**Objective**
Gather every line from the records below that contains the string "copper" and copy each one in full. Case counts.

**Record excerpts**
※ ※ ※

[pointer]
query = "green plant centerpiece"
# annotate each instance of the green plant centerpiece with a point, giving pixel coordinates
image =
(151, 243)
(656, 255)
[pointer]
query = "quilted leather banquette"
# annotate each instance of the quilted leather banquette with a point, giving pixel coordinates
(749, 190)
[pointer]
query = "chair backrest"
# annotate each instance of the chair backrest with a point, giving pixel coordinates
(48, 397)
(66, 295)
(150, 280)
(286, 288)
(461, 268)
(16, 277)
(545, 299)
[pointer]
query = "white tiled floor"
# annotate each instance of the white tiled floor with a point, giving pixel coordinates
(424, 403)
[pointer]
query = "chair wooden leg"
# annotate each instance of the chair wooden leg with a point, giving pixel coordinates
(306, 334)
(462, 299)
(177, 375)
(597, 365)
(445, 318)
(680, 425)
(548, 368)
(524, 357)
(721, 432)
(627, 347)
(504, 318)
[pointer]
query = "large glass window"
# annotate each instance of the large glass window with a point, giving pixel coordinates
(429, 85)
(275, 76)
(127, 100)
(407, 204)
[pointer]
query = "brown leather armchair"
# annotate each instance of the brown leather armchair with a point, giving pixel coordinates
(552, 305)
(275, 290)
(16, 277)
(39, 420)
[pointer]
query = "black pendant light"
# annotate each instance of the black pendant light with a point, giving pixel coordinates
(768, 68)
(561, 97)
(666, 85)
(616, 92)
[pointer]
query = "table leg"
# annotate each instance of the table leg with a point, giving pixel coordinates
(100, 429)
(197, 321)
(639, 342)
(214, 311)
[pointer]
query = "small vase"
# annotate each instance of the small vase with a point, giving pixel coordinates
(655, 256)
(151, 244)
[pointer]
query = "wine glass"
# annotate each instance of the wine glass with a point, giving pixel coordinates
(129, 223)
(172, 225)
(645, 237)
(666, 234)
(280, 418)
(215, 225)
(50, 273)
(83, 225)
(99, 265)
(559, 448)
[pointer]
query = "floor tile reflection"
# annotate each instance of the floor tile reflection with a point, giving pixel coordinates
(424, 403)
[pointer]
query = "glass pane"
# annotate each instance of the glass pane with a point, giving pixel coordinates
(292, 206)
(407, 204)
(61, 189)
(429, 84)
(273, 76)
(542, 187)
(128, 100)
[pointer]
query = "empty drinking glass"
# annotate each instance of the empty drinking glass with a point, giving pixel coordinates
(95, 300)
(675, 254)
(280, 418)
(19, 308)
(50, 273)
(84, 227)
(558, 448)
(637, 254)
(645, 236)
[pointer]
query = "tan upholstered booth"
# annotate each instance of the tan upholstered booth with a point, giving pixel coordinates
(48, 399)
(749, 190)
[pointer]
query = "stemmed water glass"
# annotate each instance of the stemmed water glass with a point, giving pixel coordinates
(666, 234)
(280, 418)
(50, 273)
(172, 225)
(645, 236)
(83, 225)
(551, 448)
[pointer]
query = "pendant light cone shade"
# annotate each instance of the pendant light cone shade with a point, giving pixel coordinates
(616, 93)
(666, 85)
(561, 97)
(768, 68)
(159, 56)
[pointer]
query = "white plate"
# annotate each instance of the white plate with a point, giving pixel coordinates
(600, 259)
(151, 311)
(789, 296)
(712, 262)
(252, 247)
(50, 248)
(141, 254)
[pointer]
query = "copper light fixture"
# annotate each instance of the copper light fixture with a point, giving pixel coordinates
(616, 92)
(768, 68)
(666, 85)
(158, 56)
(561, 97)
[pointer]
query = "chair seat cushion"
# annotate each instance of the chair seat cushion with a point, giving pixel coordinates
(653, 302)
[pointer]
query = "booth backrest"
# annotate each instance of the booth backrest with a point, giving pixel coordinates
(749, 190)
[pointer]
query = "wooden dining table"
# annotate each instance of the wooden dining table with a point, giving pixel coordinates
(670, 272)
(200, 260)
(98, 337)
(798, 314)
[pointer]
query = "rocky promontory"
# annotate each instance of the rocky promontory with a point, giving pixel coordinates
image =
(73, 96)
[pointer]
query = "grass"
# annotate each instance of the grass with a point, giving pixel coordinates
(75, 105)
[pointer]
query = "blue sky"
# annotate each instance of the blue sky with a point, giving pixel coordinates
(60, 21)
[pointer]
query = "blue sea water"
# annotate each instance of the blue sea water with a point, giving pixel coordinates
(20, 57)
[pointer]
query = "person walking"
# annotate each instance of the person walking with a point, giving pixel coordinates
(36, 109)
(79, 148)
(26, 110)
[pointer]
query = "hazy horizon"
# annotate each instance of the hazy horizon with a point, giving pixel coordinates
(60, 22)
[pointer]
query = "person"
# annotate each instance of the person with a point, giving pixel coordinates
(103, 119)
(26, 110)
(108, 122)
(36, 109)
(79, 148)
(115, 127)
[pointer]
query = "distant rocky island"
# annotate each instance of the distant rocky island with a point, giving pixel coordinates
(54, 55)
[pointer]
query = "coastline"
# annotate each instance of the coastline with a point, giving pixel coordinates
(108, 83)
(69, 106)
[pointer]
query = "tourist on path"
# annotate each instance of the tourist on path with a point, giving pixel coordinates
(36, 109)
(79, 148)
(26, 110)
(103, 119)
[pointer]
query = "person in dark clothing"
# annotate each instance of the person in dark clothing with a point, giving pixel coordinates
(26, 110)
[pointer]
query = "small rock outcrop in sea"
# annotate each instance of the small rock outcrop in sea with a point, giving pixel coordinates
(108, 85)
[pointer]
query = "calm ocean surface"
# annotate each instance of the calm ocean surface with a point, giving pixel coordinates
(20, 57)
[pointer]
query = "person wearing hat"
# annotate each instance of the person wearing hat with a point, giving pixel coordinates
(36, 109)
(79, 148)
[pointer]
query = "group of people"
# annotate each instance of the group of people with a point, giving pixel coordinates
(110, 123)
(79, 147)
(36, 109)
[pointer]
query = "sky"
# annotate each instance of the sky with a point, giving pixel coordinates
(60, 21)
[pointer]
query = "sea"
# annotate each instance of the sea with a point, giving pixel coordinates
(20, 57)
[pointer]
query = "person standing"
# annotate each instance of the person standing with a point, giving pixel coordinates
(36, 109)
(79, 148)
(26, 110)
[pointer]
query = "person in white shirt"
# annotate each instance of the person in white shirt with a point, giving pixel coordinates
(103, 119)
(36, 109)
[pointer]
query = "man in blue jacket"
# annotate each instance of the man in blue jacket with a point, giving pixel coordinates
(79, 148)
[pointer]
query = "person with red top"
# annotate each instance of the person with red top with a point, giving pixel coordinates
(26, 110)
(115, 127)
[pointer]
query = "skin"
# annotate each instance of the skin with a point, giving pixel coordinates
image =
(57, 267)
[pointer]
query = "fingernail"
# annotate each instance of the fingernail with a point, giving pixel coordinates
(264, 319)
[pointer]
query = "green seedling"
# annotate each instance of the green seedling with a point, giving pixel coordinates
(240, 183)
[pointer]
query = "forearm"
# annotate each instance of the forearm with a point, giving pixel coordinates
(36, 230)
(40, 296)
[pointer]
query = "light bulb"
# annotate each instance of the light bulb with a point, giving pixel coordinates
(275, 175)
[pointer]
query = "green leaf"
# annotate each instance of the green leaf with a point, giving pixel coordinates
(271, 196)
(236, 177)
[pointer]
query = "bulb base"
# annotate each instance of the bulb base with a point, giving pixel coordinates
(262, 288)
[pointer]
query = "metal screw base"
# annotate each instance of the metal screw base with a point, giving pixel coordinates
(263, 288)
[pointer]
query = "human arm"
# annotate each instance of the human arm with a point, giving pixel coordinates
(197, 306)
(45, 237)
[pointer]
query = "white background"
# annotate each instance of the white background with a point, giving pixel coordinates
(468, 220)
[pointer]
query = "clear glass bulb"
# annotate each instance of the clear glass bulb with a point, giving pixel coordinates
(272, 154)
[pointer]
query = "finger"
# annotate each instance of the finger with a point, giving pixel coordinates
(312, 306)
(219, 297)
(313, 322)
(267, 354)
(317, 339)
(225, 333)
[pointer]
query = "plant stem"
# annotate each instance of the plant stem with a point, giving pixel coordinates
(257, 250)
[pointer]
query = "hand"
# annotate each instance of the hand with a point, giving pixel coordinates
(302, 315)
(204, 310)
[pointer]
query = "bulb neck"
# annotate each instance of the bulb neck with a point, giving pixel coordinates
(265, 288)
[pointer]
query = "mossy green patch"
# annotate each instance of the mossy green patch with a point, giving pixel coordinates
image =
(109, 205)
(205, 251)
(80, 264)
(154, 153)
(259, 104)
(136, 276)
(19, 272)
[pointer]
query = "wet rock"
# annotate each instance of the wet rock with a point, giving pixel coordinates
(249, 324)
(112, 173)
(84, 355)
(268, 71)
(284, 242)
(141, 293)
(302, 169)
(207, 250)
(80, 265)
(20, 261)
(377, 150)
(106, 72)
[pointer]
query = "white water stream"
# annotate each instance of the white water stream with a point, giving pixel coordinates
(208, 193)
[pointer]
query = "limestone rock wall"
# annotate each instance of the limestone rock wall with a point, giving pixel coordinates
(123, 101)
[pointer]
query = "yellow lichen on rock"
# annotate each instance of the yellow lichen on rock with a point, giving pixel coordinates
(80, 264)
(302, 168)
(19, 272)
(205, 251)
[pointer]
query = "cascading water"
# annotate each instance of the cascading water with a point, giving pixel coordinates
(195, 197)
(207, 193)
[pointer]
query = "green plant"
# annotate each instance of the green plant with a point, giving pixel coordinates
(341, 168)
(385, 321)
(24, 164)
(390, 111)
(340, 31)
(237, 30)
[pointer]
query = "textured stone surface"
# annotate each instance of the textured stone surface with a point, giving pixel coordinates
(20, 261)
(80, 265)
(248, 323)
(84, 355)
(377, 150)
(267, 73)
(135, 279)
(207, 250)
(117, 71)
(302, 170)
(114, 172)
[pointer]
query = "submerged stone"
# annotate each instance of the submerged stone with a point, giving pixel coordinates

※ ※ ※

**Answer below**
query = "copper light fixture"
# annotate each instance of the copper light fixture with a point, giving pixel coordinates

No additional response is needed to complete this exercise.